======== Excerpted records ========
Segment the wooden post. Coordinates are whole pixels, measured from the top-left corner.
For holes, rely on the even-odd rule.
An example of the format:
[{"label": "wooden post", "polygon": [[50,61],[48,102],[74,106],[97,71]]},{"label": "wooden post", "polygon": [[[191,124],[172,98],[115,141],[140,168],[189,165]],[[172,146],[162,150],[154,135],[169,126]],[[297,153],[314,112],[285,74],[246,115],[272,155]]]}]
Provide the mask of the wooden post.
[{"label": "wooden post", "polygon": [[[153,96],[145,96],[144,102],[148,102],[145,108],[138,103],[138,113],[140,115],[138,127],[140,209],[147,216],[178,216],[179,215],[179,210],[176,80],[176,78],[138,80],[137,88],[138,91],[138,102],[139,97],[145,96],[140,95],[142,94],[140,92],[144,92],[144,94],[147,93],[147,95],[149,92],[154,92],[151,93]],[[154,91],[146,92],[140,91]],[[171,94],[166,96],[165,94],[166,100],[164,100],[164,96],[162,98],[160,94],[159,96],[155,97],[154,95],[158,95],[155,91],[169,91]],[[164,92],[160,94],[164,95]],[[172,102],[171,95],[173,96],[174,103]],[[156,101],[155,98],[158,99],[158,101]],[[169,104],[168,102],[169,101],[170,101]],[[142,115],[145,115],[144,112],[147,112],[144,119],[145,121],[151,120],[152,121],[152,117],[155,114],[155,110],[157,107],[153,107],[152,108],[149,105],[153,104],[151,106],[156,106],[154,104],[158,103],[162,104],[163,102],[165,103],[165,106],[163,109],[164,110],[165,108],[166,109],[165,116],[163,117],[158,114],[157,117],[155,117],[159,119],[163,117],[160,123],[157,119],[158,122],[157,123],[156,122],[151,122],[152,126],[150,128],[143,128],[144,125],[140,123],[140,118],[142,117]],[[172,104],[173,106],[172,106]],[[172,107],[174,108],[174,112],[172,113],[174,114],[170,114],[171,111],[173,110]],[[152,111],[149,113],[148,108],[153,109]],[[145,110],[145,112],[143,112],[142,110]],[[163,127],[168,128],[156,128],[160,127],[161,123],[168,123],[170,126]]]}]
========
(Do this) Reproduce the entry above verbatim, keeping every line and character unchanged.

(Solution to this problem)
Segment the wooden post. Coordinates are whole pixels, measured from the top-left corner.
For holes, rely on the even-odd rule.
An example of the format:
[{"label": "wooden post", "polygon": [[50,61],[48,102],[74,106],[97,71]]},{"label": "wooden post", "polygon": [[[191,124],[172,98],[115,141],[140,168],[189,165]],[[172,146],[162,150],[154,135],[169,126]],[[297,153],[314,112],[285,74],[246,115],[272,155]]]}]
Provide the mask of the wooden post.
[{"label": "wooden post", "polygon": [[[153,96],[145,96],[144,102],[148,102],[145,108],[138,103],[138,113],[140,115],[138,127],[140,209],[147,216],[178,216],[179,215],[179,210],[176,80],[176,78],[138,80],[137,88],[138,91],[138,102],[139,97],[145,96],[140,95],[142,94],[140,92],[144,92],[144,94],[147,93],[147,95],[149,92],[154,92],[151,93]],[[154,91],[146,92],[140,91]],[[171,94],[166,96],[165,94],[166,100],[164,100],[164,96],[162,98],[160,94],[159,96],[155,97],[154,95],[158,95],[155,91],[169,91]],[[164,92],[160,94],[164,95]],[[172,102],[171,95],[173,96],[174,103]],[[156,101],[155,98],[158,99],[158,101]],[[169,104],[168,102],[169,101],[170,101]],[[142,115],[145,115],[144,112],[147,112],[144,119],[145,121],[151,120],[152,121],[152,117],[155,114],[155,110],[157,107],[153,107],[152,108],[149,105],[153,104],[151,106],[156,106],[154,104],[158,103],[162,104],[163,102],[165,103],[165,106],[163,109],[164,110],[165,108],[166,109],[165,116],[163,117],[158,114],[157,117],[155,117],[159,119],[163,117],[160,123],[157,119],[158,122],[157,123],[156,122],[151,122],[152,126],[150,128],[143,128],[144,125],[140,123],[140,118],[142,117]],[[172,104],[173,106],[172,106]],[[172,107],[174,108],[174,112],[172,113],[174,114],[170,114],[171,111],[173,110]],[[152,111],[149,113],[148,108],[153,109]],[[145,110],[145,112],[143,112],[142,110]],[[163,127],[168,128],[156,128],[160,127],[161,123],[168,123],[170,126]]]}]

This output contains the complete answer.